= Goal =
Pick out every line below that contains the string "arch", and copy each one in full.

(Rows from an object-pointing dataset)
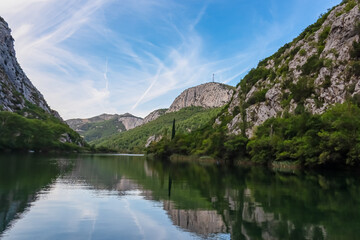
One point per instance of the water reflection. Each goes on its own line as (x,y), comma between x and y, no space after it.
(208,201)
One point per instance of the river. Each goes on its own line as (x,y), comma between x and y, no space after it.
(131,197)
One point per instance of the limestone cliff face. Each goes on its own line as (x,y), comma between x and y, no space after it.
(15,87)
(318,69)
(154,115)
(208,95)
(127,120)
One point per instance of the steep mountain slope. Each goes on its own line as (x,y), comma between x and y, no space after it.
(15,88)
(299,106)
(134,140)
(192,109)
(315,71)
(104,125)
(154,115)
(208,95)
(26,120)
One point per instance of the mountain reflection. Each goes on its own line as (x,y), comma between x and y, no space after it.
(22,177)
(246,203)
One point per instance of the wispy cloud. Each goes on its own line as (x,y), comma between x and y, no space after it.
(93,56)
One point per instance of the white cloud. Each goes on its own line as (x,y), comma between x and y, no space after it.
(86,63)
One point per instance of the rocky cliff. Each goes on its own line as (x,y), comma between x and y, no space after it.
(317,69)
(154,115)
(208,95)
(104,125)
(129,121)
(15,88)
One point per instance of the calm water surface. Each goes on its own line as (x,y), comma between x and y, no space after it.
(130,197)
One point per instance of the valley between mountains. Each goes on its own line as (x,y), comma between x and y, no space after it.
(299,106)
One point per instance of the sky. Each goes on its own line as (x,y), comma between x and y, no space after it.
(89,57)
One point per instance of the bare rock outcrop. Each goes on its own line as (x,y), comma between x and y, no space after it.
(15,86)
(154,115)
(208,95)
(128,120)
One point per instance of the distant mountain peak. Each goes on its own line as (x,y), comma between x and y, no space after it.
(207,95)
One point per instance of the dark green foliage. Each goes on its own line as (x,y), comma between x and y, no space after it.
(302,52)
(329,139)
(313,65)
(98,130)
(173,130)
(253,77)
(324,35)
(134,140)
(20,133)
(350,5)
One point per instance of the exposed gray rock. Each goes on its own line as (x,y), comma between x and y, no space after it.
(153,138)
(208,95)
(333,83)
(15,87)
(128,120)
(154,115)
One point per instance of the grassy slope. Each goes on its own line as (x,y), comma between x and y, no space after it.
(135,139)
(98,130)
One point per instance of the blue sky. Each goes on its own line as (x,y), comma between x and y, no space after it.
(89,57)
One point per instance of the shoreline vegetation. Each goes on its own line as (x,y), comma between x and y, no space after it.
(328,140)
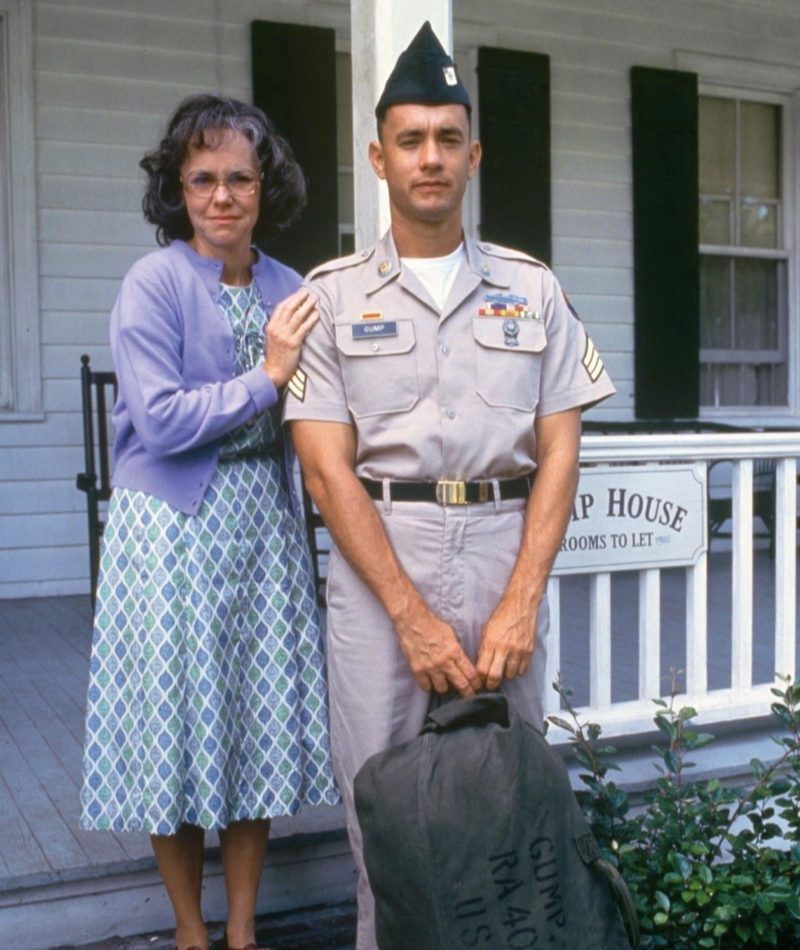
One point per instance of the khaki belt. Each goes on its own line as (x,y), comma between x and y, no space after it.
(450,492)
* * *
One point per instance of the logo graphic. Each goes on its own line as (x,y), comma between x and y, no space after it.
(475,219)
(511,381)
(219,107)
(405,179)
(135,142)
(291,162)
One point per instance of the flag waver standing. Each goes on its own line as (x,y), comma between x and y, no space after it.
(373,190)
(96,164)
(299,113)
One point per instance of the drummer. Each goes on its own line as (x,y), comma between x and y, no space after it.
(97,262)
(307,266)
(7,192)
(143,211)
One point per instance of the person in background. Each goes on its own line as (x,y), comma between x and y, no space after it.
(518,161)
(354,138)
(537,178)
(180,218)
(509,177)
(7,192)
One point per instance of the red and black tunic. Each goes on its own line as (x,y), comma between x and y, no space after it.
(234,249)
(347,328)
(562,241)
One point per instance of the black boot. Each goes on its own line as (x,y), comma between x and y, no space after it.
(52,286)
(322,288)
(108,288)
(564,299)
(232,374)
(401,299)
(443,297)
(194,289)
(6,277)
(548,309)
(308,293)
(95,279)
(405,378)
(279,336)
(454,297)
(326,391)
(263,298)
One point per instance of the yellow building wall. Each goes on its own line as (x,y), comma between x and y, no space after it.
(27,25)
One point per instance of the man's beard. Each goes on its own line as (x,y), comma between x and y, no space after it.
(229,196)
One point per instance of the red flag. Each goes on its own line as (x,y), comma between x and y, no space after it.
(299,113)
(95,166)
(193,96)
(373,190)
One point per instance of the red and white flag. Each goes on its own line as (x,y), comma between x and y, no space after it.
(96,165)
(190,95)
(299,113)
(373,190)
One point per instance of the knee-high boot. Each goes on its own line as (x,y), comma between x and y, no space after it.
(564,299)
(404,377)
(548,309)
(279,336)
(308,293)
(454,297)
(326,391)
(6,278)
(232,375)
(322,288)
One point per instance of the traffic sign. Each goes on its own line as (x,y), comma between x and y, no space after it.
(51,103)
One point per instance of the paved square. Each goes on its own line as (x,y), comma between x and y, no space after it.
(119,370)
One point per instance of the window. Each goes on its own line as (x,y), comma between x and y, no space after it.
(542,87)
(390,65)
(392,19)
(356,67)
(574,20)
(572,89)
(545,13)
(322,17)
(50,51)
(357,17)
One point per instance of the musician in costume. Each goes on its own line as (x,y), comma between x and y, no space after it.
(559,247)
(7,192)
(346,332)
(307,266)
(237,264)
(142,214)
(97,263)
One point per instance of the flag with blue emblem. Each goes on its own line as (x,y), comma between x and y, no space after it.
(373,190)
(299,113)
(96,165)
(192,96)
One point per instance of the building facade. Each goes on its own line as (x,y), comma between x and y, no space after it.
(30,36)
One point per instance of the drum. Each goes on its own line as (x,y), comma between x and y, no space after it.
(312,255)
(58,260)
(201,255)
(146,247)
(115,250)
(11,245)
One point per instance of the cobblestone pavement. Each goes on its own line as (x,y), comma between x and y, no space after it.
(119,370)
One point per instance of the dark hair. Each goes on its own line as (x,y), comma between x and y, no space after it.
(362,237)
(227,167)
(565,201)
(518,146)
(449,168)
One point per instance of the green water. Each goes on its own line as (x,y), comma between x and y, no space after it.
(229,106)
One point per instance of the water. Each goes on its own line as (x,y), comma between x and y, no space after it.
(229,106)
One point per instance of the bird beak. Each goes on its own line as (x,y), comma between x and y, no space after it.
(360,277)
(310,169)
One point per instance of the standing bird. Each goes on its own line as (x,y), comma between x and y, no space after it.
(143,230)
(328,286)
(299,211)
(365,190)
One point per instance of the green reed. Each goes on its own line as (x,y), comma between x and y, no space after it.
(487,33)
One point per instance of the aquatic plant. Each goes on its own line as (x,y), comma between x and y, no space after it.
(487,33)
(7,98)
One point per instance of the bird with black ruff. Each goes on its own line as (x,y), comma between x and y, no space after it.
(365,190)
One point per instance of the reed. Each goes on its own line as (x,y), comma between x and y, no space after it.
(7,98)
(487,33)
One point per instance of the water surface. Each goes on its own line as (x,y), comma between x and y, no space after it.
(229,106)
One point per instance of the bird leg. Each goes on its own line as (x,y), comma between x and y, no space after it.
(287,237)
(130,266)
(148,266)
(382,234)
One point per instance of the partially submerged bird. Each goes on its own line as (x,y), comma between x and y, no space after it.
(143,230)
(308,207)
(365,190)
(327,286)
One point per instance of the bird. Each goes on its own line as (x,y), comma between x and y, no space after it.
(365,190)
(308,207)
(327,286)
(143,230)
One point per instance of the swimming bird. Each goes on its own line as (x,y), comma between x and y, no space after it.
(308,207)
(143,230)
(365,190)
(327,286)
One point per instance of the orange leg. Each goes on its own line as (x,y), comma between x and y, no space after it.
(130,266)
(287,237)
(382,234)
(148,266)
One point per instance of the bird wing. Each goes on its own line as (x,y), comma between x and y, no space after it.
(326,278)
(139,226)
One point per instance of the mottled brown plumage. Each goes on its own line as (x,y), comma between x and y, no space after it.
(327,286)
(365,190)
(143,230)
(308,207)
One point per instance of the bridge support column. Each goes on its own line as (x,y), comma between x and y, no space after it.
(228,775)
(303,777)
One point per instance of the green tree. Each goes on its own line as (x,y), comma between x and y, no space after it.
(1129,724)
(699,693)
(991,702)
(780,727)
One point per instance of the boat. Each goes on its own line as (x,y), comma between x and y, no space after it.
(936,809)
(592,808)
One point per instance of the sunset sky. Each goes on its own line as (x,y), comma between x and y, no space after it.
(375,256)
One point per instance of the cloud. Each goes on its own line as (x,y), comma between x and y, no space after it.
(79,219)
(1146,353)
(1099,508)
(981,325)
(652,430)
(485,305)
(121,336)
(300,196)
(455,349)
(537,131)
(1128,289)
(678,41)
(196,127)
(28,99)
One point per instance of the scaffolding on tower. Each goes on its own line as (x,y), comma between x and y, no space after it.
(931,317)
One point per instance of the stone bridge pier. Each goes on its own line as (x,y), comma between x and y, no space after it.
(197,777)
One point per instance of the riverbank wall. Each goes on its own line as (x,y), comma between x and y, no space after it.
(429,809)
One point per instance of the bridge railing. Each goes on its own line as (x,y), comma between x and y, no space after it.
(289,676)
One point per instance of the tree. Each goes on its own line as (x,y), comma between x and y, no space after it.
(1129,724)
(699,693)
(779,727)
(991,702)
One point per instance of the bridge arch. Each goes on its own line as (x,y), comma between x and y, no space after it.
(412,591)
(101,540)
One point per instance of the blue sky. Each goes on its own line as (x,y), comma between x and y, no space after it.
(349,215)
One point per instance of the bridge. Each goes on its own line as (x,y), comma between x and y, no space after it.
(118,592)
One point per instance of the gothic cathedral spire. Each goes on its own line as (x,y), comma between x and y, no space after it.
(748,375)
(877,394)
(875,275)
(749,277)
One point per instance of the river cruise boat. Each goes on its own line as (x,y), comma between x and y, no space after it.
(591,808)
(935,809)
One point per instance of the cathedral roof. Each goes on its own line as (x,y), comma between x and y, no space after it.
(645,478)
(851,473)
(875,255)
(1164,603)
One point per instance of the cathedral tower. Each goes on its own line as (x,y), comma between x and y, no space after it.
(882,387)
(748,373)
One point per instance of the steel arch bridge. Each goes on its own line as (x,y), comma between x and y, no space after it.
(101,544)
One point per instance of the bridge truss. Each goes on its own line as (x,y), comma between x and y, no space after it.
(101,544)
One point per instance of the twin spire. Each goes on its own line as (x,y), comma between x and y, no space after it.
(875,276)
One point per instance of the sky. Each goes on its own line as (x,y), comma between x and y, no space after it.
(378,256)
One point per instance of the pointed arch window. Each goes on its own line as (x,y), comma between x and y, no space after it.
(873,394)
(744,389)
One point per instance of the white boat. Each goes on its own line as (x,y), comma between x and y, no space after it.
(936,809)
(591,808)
...
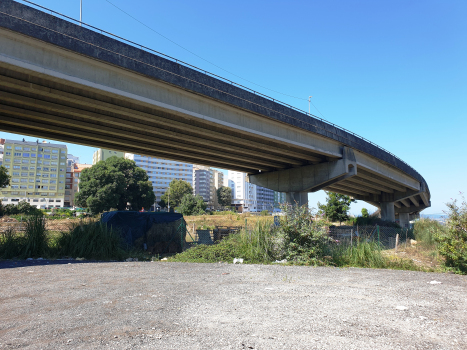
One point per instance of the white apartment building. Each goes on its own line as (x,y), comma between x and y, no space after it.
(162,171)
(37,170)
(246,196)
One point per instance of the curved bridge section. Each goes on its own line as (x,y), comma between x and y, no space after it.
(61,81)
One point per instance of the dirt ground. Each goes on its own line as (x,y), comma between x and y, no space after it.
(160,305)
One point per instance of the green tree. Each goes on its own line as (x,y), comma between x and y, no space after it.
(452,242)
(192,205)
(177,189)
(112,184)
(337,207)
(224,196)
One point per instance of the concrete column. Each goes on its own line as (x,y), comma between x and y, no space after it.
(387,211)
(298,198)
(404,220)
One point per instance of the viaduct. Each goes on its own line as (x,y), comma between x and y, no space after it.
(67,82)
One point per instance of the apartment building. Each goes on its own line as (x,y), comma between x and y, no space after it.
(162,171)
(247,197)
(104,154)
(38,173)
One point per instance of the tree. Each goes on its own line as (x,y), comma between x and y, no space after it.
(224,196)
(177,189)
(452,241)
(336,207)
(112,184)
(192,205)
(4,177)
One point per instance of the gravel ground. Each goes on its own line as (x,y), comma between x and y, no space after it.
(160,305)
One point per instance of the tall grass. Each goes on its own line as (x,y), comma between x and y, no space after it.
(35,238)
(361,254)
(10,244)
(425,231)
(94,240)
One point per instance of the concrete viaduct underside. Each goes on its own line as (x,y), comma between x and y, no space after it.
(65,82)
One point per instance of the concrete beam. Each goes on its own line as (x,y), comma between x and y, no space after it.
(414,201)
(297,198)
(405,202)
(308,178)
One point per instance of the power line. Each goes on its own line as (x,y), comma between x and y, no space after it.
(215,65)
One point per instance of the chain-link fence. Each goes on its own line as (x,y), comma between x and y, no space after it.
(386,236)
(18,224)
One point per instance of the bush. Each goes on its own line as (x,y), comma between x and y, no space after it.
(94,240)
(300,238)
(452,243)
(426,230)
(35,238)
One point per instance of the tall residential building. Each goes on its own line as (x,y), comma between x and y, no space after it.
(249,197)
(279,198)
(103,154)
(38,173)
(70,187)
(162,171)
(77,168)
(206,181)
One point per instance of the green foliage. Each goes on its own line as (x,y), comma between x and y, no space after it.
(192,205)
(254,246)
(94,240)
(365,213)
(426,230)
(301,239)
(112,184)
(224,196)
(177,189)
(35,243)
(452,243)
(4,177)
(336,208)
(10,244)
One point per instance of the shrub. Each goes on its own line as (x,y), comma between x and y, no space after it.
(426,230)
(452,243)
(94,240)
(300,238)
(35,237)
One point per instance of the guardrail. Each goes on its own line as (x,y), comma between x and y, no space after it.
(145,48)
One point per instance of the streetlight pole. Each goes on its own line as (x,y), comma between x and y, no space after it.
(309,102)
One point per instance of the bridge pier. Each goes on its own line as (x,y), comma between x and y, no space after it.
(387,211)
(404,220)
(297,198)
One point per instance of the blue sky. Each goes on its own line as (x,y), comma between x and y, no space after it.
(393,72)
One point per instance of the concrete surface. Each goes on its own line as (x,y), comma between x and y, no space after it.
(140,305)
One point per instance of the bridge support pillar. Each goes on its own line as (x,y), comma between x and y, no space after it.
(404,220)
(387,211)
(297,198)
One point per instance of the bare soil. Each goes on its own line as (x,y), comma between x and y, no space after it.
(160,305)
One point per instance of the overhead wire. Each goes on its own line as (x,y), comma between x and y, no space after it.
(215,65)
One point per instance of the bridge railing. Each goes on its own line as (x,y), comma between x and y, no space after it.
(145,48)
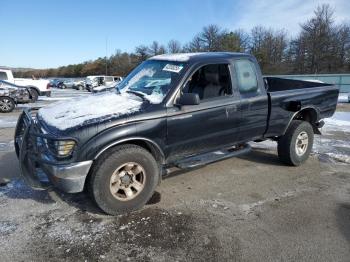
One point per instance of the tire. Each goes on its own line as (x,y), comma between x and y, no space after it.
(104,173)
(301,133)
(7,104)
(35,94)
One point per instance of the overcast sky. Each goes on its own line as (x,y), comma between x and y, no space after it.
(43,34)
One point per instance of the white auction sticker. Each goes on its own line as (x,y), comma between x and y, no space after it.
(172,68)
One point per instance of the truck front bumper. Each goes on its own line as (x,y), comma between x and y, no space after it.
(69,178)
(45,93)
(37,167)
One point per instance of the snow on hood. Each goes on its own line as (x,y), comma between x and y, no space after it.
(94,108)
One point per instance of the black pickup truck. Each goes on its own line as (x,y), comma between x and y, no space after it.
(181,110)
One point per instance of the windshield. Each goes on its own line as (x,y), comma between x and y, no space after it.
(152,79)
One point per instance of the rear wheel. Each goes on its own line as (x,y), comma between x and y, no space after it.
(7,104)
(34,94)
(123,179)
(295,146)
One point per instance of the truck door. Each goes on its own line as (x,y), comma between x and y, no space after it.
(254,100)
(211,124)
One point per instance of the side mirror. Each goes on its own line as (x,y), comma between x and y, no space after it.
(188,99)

= Result =
One point per instance of the bridge arch. Each goes on its own line as (x,y), comma between x and y, no space after it.
One point per instance of the steel arch bridge. Each goes on its own line as (x,y), comma between x and y, no space after it.
One point per instance of the pointed arch window. Each goes on its own line as (x,y), comma between x and y, no space after it.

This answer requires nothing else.